- [EXERCISE DETAILS]: Reproduce each of the following entries line for line, with no changes.

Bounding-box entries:

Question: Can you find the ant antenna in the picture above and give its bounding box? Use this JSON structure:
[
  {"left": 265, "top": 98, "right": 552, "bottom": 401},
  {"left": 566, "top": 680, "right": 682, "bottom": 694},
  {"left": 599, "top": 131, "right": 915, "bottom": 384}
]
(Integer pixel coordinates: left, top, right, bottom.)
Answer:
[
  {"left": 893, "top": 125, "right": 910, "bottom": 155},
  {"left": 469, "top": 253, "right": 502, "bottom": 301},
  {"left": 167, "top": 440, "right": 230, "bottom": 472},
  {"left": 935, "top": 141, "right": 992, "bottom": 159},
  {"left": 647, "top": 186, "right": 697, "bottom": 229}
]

- [COMPLETED TASK]:
Question: Can you find the ant antenna in the picture above and give its bounding box? Use this JSON structure:
[
  {"left": 265, "top": 98, "right": 552, "bottom": 401},
  {"left": 566, "top": 680, "right": 682, "bottom": 694},
  {"left": 599, "top": 131, "right": 915, "bottom": 384}
]
(Integer pixel coordinates: left, top, right, bottom.)
Answer:
[
  {"left": 893, "top": 125, "right": 910, "bottom": 155},
  {"left": 469, "top": 253, "right": 502, "bottom": 301},
  {"left": 167, "top": 440, "right": 230, "bottom": 472},
  {"left": 935, "top": 141, "right": 992, "bottom": 159},
  {"left": 647, "top": 186, "right": 697, "bottom": 229}
]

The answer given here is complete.